DATA ENTRIES.
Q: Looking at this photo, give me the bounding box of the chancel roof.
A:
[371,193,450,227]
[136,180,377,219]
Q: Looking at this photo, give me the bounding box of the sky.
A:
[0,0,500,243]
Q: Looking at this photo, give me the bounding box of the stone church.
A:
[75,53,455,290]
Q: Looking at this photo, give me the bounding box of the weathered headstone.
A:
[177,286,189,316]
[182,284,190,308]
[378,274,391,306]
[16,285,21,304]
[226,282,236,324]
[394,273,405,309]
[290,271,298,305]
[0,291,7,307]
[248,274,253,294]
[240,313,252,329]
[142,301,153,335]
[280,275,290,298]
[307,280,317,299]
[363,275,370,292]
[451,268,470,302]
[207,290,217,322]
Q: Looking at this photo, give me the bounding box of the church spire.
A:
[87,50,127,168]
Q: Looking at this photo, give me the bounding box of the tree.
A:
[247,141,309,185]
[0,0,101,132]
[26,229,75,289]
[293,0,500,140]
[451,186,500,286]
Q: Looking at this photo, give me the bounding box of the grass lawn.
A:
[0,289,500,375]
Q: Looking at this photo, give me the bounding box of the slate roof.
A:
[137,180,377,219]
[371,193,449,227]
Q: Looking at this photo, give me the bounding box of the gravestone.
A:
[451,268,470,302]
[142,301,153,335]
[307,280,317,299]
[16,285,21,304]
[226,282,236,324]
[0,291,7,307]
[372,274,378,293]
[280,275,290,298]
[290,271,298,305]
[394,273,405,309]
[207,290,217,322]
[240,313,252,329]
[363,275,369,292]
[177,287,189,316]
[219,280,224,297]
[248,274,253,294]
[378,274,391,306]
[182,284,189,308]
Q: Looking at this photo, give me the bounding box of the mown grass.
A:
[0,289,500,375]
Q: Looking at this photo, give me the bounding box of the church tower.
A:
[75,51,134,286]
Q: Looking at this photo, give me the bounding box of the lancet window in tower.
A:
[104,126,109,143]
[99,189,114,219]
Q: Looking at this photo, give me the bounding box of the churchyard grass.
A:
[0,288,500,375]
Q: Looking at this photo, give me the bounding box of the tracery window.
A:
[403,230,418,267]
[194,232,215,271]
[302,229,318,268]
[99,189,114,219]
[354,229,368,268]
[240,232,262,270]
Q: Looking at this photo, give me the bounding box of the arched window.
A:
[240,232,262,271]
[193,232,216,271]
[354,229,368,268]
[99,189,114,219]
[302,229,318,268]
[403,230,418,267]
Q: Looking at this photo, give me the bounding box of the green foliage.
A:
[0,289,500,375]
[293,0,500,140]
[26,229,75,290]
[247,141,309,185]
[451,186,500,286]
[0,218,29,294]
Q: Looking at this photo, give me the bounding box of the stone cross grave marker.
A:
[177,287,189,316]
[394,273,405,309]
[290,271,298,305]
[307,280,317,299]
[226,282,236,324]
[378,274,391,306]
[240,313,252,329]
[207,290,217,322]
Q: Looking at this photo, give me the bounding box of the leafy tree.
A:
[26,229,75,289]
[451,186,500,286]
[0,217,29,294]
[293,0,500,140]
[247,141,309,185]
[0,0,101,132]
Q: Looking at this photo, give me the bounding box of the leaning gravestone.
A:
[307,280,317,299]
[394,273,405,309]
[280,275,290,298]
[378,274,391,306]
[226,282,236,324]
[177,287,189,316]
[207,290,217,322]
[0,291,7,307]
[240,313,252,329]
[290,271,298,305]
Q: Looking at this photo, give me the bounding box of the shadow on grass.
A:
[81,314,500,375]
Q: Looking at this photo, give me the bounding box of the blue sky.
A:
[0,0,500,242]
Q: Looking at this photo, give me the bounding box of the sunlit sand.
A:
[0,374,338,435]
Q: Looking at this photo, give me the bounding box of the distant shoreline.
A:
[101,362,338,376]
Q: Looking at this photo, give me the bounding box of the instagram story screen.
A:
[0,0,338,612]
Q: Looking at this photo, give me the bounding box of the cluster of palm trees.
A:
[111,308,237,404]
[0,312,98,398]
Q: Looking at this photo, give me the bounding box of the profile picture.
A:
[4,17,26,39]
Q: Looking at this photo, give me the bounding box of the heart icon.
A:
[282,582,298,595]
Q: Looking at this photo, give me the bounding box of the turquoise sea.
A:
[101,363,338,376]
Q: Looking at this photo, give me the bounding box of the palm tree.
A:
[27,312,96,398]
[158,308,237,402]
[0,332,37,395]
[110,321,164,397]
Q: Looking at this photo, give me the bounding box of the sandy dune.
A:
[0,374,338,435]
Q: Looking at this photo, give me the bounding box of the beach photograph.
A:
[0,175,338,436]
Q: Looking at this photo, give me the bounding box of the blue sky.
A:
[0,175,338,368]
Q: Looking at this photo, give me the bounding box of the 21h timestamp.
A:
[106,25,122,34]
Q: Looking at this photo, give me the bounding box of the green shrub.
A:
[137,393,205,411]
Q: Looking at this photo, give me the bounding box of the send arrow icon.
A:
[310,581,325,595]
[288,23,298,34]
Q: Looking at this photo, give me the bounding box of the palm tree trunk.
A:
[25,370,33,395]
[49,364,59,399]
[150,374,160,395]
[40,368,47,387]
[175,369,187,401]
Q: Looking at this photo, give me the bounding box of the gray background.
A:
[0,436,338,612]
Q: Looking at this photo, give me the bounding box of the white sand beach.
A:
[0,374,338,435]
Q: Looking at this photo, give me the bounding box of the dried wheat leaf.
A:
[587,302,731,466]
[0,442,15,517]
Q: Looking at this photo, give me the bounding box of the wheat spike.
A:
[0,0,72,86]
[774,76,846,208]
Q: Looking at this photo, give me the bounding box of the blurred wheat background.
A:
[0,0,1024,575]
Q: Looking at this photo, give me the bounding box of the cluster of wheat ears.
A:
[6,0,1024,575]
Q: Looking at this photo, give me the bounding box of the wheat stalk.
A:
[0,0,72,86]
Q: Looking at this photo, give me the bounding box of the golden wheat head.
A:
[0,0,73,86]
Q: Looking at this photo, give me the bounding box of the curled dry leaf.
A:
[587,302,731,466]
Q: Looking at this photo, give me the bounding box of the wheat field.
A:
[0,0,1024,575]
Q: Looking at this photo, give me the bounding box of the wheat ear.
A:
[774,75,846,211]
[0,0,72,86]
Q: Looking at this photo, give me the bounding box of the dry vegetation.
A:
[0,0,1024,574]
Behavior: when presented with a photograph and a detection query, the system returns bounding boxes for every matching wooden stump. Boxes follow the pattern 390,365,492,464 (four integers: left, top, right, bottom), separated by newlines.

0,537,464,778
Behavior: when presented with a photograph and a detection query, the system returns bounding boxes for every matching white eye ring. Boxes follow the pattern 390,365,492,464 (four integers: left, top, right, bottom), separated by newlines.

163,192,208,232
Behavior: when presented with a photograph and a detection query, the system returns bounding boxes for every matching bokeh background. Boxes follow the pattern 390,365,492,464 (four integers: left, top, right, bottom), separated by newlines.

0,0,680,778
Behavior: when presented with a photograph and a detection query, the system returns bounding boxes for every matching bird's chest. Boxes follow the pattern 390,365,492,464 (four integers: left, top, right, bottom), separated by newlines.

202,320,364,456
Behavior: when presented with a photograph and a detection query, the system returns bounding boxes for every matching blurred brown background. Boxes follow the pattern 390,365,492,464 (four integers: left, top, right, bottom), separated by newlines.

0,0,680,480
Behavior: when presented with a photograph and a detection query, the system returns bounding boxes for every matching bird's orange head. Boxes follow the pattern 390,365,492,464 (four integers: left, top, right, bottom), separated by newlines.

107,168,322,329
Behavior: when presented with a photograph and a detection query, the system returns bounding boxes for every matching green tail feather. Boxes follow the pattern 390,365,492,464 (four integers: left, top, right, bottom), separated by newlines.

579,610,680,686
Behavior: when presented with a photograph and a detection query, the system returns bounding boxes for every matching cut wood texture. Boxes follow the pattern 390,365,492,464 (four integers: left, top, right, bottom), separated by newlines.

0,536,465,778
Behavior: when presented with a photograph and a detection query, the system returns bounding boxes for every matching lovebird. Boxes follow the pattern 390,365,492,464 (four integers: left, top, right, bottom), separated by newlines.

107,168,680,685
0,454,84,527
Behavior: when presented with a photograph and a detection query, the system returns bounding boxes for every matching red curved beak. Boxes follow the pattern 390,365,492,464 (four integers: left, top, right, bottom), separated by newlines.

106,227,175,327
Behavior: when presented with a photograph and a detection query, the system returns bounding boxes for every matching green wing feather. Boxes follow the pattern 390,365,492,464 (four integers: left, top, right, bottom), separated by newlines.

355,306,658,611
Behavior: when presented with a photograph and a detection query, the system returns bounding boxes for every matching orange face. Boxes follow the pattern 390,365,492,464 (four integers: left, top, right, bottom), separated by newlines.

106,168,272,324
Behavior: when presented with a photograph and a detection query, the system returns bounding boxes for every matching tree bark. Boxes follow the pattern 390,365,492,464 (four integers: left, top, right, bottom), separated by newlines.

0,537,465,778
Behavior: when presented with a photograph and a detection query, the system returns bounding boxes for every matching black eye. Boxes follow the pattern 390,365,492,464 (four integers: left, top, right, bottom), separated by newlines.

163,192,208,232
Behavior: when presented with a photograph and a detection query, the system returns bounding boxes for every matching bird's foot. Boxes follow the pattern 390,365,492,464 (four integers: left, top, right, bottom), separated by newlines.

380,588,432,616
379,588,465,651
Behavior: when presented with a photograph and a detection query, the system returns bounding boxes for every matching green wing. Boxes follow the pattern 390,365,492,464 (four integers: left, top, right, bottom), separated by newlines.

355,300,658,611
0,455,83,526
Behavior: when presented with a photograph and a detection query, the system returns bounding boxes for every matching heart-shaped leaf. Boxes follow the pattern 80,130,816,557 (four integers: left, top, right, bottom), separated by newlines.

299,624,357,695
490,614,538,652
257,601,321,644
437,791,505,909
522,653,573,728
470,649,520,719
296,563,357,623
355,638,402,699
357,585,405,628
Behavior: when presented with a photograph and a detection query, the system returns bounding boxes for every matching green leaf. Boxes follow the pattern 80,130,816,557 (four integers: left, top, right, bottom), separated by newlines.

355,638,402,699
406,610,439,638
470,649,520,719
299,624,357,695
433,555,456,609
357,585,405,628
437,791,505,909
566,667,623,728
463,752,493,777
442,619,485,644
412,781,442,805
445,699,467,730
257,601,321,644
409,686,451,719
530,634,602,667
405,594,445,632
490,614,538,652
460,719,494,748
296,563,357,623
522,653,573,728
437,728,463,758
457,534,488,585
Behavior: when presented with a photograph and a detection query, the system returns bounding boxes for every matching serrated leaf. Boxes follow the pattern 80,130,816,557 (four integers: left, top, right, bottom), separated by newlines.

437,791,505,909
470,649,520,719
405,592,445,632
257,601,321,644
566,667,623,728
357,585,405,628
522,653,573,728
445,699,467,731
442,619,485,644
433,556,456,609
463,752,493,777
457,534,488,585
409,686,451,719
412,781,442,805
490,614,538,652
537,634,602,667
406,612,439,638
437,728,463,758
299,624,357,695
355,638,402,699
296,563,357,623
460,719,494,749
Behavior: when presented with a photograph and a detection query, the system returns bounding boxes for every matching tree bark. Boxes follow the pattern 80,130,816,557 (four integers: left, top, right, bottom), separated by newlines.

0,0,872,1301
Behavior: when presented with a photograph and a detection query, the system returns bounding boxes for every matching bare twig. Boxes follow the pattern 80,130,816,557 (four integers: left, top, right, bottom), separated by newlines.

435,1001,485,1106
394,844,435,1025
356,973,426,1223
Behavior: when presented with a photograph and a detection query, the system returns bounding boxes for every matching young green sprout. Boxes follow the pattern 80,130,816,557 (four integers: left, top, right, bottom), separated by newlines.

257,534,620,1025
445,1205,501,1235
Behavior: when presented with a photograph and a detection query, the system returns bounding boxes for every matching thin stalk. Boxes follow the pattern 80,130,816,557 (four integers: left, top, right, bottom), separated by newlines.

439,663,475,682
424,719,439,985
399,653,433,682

GOAL. Arrange the stretch of the material from the line containing "the turquoise sea." through the line containing "[0,175,338,368]" as a Markdown table with columns Row and Line, one numbered row per line and blank lines left out.

RESULT OF THIS EXERCISE.
| Row | Line |
|---|---|
| 1 | Q: Looking at this photo, give me the bounding box of the turquoise sea. |
| 2 | A: |
| 3 | [101,363,338,376] |
| 4 | Q: Looking at this photo, give me the bounding box of the palm tree. |
| 5 | A: |
| 6 | [27,312,96,398] |
| 7 | [158,308,237,402] |
| 8 | [0,332,37,395] |
| 9 | [110,321,164,397] |
| 10 | Q: Looking at this photo, give me the bounding box of the sandy dune. |
| 11 | A: |
| 12 | [0,374,338,435] |
| 13 | Q: Looking at this photo, give me the bounding box of the beach photograph. |
| 14 | A: |
| 15 | [0,175,338,436] |
| 16 | Q: Looking at this photo, give me the bounding box of the blue sky. |
| 17 | A: |
| 18 | [0,175,338,368] |